START Provided text

SEATTLE -- Mariners manager Lloyd McClendon remembers talking baseball for hours with Tony Gwynn. Mariners reliever Joe Beimel remembers the few seconds in which he gave up Gwynn's final home run of his storied career. And as with every Major League clubhouse on Monday, players and coaches expressed sadness and recalled one of baseball's greatest hitters after Gwynn died of cancer earlier in the day at age 54.
Gwynn's death hit particularly close to home with the Mariners as Gwynn's younger brother, Chris, is Seattle's director of player development, overseeing the club's entire Minor League system.
"Obviously waking up to that kind of news was pretty devastating," said McClendon, who played against Gwynn for years in the National League. "Tony was not only a person I considered a friend, but as far as hitting was concerned, he was a mentor as well.
"I look back now and sometimes you take things for granted. But to think this guy took time out of his day every time we came to town or they came to town to sit down and talk to somebody like me about hitting and the game of baseball, it just blows your mind. To think we lost him at the age of 54 is really, really tragic."
As a student of the art of hitting and a longtime hitting instructor with the Tigers, McClendon appreciates the greatness that was Gwynn.
"You can look at all his numbers and stats and talk about everything, but the one that really stands out the most to me is to think that in a 20-year career he struck out 434 times in almost 10,000 at-bats, that's just phenomenal," McClendon said. "That's 20 strikeouts a year. Heck, I did that in a week. I didn't listen enough. But what a tremendous loss for baseball. My heart goes out to his family."
Beimel, 37, is the one Mariners player who competed against Gwynn at the end of his Hall of Fame career with the Padres. Beimel was a rookie starter with the Pirates in 2001 when he gave up Gwynn's final career home run on Aug. 11 in a 6-2 victory for the Padres at PNC Park. It was Gwynn's only homer his final season in San Diego and the 135th of a career that was more about his .338 batting average and eight NL batting titles.
"A couple of my friends told me it was to center. I thought it was right-center," Beimel recalled. "I know it was a hanging slider. Before the game we were going over the scouting report and it's my rookie year. We get to Tony Gwynn and they're like, 'There really isn't a way to pitch him. He can hit everything. So maybe you should just try throwing it right down the middle.' So first at-bat, I throw it right down the middle and he cracks a friggin' double. I'm just like, 'Oh man.'
"I did get him out on a lefty changeup that I've thrown maybe five of my whole career, then he hit the home run on a hanging slider the third at-bat. He was pretty good."
Gwynn thus finished his career hitting .667 against Beimel as that was the only time they ever met. Beimel says 10 years later, a friend of his put on a baseball clinic with Gwynn and asked if he remembered his last home run. And Gwynn recalled every detail of the at-bat.
Beimel hasn't forgotten it either.
"I actually took pride that I gave up his final home run," said the southpaw. "I kept watching the box scores the rest of the season to see if he'd have another one and when he didn't, I said, 'Yes!' … It wasn't that cool at the time. But now it's pretty cool."

END Provided text
START Information supplied

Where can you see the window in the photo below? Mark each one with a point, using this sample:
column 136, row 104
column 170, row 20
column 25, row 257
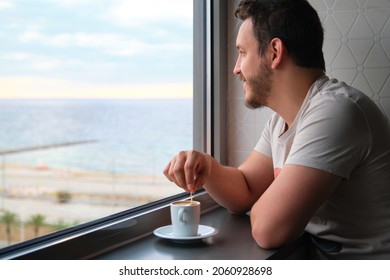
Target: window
column 96, row 98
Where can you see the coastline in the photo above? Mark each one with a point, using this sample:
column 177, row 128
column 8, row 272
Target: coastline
column 29, row 190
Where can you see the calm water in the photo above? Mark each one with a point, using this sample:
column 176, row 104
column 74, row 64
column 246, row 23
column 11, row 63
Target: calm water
column 132, row 136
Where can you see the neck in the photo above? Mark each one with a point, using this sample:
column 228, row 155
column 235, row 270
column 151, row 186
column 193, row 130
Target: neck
column 289, row 90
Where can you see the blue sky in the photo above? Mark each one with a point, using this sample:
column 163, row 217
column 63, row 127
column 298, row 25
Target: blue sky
column 89, row 44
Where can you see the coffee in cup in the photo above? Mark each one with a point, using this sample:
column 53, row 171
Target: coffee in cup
column 185, row 216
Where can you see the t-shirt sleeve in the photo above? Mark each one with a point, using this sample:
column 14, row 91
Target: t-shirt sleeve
column 332, row 136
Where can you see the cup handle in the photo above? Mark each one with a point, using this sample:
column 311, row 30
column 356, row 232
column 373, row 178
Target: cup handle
column 181, row 216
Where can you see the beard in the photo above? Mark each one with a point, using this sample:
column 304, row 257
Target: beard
column 259, row 87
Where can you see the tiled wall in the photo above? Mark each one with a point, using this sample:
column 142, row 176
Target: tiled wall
column 356, row 49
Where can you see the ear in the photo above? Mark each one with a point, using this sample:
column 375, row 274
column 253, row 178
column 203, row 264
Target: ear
column 277, row 51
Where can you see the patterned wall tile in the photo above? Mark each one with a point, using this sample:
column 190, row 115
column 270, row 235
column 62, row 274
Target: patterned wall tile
column 356, row 50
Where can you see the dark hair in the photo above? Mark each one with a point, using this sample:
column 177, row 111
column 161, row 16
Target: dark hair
column 295, row 22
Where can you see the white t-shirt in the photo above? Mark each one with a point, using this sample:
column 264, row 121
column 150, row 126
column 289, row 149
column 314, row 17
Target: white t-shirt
column 340, row 130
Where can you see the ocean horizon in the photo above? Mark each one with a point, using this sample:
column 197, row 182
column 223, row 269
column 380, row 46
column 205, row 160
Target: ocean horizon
column 129, row 136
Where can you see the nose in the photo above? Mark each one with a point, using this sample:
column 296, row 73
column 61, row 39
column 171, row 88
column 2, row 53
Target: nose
column 237, row 67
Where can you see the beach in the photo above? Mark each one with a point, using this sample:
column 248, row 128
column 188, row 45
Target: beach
column 30, row 190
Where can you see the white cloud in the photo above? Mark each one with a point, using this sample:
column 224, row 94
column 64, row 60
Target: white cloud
column 16, row 56
column 35, row 87
column 112, row 44
column 5, row 4
column 136, row 13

END Information supplied

* _Exercise 1_: In the article on Tony Gwynn, rewrite the passage from "Gwynn thus finished" up to and including "forgotten it either.", changing "clinic" to "camp".
* _Exercise 2_: According to McClendon in the article on Tony Gwynn, how many times did Gwynn strike out over his 20-year career?

* _Written solution 1_:
Gwynn thus finished his career hitting .667 against Beimel as that was the only time they ever met. Beimel says 10 years later, a friend of his put on a baseball camp with Gwynn and asked if he remembered his last home run. And Gwynn recalled every detail of the at-bat.
Beimel hasn't forgotten it either.

* _Written solution 2_: 434 times, in almost 10,000 at-bats.